[START RECORDS TO USE]
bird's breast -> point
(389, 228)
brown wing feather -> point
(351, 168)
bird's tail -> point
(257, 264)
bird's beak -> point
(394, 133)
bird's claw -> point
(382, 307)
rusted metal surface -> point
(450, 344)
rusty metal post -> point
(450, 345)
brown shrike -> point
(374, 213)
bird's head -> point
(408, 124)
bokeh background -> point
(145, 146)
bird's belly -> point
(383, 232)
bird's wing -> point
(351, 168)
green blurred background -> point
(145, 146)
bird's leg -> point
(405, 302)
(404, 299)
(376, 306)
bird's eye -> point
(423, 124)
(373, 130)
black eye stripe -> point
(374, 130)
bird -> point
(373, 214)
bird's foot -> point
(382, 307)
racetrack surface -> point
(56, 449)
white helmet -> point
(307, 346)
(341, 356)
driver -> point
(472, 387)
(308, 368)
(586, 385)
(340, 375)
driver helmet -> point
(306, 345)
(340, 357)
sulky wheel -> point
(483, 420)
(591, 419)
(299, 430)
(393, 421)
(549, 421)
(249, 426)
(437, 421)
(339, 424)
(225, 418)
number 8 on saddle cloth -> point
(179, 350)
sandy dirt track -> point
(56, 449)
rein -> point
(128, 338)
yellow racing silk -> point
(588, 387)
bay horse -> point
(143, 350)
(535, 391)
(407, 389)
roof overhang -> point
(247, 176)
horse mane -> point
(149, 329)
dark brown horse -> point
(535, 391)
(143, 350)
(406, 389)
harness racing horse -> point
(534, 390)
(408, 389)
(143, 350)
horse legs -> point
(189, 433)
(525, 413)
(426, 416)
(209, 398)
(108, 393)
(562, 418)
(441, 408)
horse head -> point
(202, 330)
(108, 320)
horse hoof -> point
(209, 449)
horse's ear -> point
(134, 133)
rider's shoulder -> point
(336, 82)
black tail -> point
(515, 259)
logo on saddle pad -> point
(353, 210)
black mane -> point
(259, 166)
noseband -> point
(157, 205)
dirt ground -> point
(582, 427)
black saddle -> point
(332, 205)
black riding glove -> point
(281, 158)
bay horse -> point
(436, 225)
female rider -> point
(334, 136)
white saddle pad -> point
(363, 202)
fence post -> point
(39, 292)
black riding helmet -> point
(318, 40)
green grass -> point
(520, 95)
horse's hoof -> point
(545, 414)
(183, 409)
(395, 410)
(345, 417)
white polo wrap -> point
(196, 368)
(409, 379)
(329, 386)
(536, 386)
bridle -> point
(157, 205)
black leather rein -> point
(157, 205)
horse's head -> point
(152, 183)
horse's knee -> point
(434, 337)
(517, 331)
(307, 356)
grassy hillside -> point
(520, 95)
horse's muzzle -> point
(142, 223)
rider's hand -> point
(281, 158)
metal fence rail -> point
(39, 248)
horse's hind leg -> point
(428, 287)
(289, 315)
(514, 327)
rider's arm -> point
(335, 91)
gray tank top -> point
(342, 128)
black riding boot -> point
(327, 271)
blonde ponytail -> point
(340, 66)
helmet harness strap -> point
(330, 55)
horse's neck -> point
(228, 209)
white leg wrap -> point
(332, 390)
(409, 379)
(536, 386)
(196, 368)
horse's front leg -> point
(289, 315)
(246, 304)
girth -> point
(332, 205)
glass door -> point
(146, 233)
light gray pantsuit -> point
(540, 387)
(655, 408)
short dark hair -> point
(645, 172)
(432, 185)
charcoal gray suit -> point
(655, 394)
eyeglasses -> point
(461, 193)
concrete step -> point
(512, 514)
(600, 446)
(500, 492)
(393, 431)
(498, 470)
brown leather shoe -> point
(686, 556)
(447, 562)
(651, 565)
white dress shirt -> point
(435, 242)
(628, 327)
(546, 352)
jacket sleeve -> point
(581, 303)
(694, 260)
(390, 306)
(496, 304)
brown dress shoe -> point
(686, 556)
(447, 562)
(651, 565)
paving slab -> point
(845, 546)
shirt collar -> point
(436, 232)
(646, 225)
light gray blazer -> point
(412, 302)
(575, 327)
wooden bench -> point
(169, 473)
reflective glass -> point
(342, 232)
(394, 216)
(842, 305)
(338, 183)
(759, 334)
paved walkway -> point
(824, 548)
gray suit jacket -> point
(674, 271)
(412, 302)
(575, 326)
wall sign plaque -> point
[END RECORDS TO USE]
### DIRECTIONS FOR THIS TASK
Please list the items as a numbered list, from the line containing "black riding boot -> point" through the last line of the items, both included, leaving out blank lines.

### RESPONSE TO THIS TASK
1. black riding boot -> point
2. (327, 271)
3. blonde ponytail -> point
4. (340, 66)
5. helmet harness strap -> point
6. (330, 55)
7. horse's neck -> point
8. (228, 209)
9. white leg wrap -> point
10. (332, 390)
11. (409, 379)
12. (536, 386)
13. (196, 368)
14. horse's front leg -> point
15. (289, 315)
16. (246, 304)
17. girth -> point
18. (332, 205)
19. glass door -> point
20. (146, 233)
21. light gray pantsuit -> point
22. (540, 387)
23. (655, 408)
24. short dark hair -> point
25. (645, 172)
26. (432, 185)
27. charcoal gray suit -> point
28. (655, 394)
29. eyeglasses -> point
30. (461, 193)
31. concrete step -> point
32. (512, 514)
33. (600, 446)
34. (500, 492)
35. (393, 431)
36. (498, 470)
37. brown leather shoe -> point
38. (686, 556)
39. (447, 562)
40. (651, 565)
41. white dress shirt -> point
42. (435, 242)
43. (628, 327)
44. (546, 352)
45. jacket sleeve -> point
46. (581, 303)
47. (694, 260)
48. (390, 306)
49. (496, 304)
50. brown dress shoe -> point
51. (686, 556)
52. (447, 562)
53. (651, 565)
54. paving slab -> point
55. (845, 546)
56. shirt collar -> point
57. (436, 232)
58. (646, 225)
59. light gray blazer -> point
60. (412, 302)
61. (575, 327)
62. wooden bench -> point
63. (169, 473)
64. reflective glass -> point
65. (342, 232)
66. (394, 216)
67. (842, 305)
68. (338, 183)
69. (759, 334)
70. paved walkway -> point
71. (824, 548)
72. gray suit jacket -> point
73. (674, 271)
74. (412, 302)
75. (575, 326)
76. wall sign plaque -> point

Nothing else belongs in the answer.